### Passage provided
--------

Re: Retry Cached Remote Connections for postgres_fdw in case remote backend gets killed/goes away

From: Bharath Rupireddy <bharath(dot)rupireddyforpostgres(at)gmail(dot)com>
To: Fujii Masao <masao(dot)fujii(at)oss(dot)nttdata(dot)com>
Cc: PostgreSQL-development <pgsql-hackers(at)postgresql(dot)org>
Subject: Re: Retry Cached Remote Connections for postgres_fdw in case remote backend gets killed/goes away
Date: 2020-09-29 15:50:48
Message-ID: CALj2ACXb85AHaUg=qZ0sBNR2nye2Q2NuYV14kBL1oXZud=tOJg@mail.gmail.com
Views: Raw Message | Whole Thread | Download mbox | Resend email
Thread:
Lists: pgsql-hackers

Thanks for the comments.

On Tue, Sep 29, 2020 at 7:30 PM Fujii Masao <masao(dot)fujii(at)oss(dot)nttdata(dot)com> wrote:
>
> +1 to add debug3 message there. But this message doesn't seem to
> match with what the error actually happened. What about something like
> "could not start remote transaction on connection %p", instead?
>

Looks better. Changed.

>
> Also maybe it's better to append PQerrorMessage(entry->conn)?
>

Added. Now the log looks like [1].

>
> +-- Generate a connection to remote. Local backend will cache it.
> +SELECT * FROM ft1 LIMIT 1;
>
> The result of this query would not be stable. Probably you need to,
> for example, add ORDER BY or replace * with 1, etc.
>

Changed to SELECT 1 FROM ft1 LIMIT 1;

>
> +-- Retrieve pid of remote backend with application name fdw_retry_check
> +-- and kill it intentionally here. Note that, local backend still has
> +-- the remote connection/backend info in it's cache.

--------

### Records
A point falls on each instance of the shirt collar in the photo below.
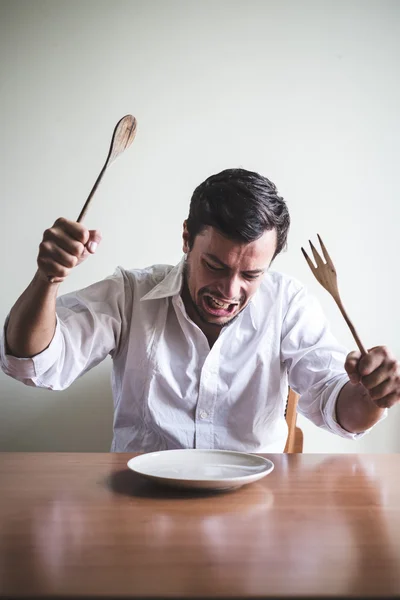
(171, 285)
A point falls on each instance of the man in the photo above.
(203, 352)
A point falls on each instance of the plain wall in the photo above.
(305, 92)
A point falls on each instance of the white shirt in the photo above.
(170, 389)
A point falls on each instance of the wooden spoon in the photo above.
(122, 138)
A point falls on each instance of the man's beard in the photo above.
(198, 310)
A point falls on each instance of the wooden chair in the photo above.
(294, 442)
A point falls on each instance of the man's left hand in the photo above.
(379, 373)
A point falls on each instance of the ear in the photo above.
(185, 238)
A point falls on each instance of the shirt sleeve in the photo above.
(315, 362)
(90, 325)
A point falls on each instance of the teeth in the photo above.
(218, 303)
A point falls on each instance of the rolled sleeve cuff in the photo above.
(329, 413)
(34, 367)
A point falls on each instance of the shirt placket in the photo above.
(208, 382)
(205, 410)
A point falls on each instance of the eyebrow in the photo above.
(217, 260)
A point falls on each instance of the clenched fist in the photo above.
(64, 246)
(379, 373)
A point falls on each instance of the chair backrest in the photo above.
(294, 442)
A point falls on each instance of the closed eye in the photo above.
(213, 267)
(251, 276)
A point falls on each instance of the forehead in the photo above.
(252, 255)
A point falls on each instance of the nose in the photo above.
(231, 288)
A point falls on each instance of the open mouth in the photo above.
(217, 307)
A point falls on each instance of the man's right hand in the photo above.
(64, 246)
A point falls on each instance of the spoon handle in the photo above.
(92, 192)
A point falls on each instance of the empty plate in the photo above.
(201, 469)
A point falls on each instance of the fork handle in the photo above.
(351, 327)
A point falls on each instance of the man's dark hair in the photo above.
(241, 204)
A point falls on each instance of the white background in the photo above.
(305, 92)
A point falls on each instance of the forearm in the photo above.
(32, 320)
(355, 411)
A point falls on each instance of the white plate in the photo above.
(201, 469)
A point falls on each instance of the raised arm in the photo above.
(32, 320)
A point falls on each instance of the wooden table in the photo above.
(83, 525)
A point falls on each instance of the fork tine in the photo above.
(309, 261)
(325, 252)
(317, 257)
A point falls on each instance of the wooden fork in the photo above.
(325, 273)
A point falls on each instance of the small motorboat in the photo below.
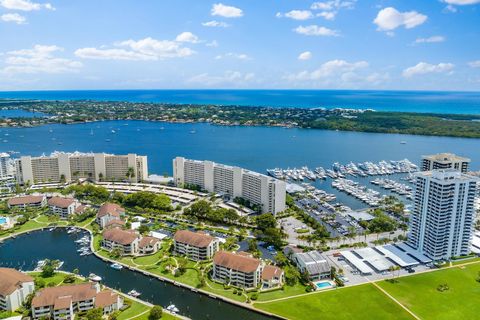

--------

### Prompt
Echo the postgres_fdw message word for word, everything from "Looks better. Changed." down to "will cache it.". The material that comes after the message is separate from it.

### Full solution
Looks better. Changed.

>
> Also maybe it's better to append PQerrorMessage(entry->conn)?
>

Added. Now the log looks like [1].

>
> +-- Generate a connection to remote. Local backend will cache it.